Transcribe each record exactly. Include every one.

»»

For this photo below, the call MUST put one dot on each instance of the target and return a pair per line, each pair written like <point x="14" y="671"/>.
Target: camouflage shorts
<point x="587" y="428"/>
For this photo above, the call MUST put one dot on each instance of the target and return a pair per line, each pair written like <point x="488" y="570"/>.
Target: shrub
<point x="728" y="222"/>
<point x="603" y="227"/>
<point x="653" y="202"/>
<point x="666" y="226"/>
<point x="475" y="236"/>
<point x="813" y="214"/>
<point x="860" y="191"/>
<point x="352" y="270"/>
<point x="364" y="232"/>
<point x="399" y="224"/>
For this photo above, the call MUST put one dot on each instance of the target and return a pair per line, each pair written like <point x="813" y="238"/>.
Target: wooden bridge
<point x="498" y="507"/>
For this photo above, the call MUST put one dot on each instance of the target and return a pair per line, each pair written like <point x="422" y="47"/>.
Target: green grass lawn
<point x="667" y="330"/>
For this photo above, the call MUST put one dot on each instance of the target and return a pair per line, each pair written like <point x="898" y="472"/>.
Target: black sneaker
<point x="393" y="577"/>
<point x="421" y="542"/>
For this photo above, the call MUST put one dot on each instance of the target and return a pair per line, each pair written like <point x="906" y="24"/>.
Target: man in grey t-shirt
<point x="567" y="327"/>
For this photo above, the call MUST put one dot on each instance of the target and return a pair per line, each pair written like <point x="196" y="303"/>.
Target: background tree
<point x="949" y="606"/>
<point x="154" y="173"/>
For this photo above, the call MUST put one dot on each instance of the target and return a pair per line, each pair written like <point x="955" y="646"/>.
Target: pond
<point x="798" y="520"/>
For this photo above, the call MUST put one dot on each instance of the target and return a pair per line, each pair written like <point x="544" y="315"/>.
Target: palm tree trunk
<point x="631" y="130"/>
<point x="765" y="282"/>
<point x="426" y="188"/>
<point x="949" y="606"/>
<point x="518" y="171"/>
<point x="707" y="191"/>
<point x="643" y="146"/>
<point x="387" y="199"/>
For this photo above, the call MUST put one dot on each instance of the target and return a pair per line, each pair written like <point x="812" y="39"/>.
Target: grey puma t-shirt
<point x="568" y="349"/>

««

Expected answer ->
For this photo below, the call MUST put one dot on each instance of the target and return a pair per line, each pair written like <point x="14" y="671"/>.
Target: camouflage shorts
<point x="587" y="428"/>
For this photo above, the call MUST put one dot on each instance of the target and return a pair per line, each pair written like <point x="488" y="570"/>.
Target: shrub
<point x="728" y="222"/>
<point x="603" y="227"/>
<point x="653" y="202"/>
<point x="666" y="226"/>
<point x="475" y="236"/>
<point x="813" y="214"/>
<point x="860" y="191"/>
<point x="352" y="270"/>
<point x="364" y="232"/>
<point x="399" y="224"/>
For this photo above, the call MUST put one dot on each instance of the target and return a pair per line, each pair written like <point x="813" y="238"/>.
Target: wooden bridge
<point x="498" y="507"/>
For this photo above, the call MUST put one dot on each instance of the target and return a pair per line, each pair written like <point x="422" y="47"/>.
Target: green grass lawn
<point x="667" y="330"/>
For this photo above, the call MUST put one dot on each instance of the target and return a pair per line, each pair written like <point x="898" y="472"/>.
Target: black sneaker
<point x="393" y="577"/>
<point x="421" y="542"/>
For this photo above, the call MUST put one dot on each instance of the target and return a pair per line, each pair written like <point x="906" y="24"/>.
Target: man in grey t-shirt
<point x="567" y="327"/>
For this photo above, the call MUST put one dot on each instance of the target and return a pair per line, each pair written like <point x="196" y="303"/>.
Target: background tree
<point x="949" y="606"/>
<point x="154" y="173"/>
For this photo above, the call MUST put one dot on each instance of the target and return a pair per line, each pair written like <point x="955" y="646"/>.
Target: pond
<point x="798" y="520"/>
For this photo above, the call MUST put one dot on each instance of the target and return a pair per line, each pair written like <point x="544" y="315"/>.
Target: palm tree trunk
<point x="631" y="130"/>
<point x="765" y="282"/>
<point x="426" y="188"/>
<point x="949" y="606"/>
<point x="518" y="171"/>
<point x="707" y="191"/>
<point x="643" y="146"/>
<point x="387" y="199"/>
For this photo above, the call MUST put one dot on each instance of the target and return a pair per line, each pair written like <point x="812" y="39"/>.
Target: grey puma t-shirt
<point x="568" y="349"/>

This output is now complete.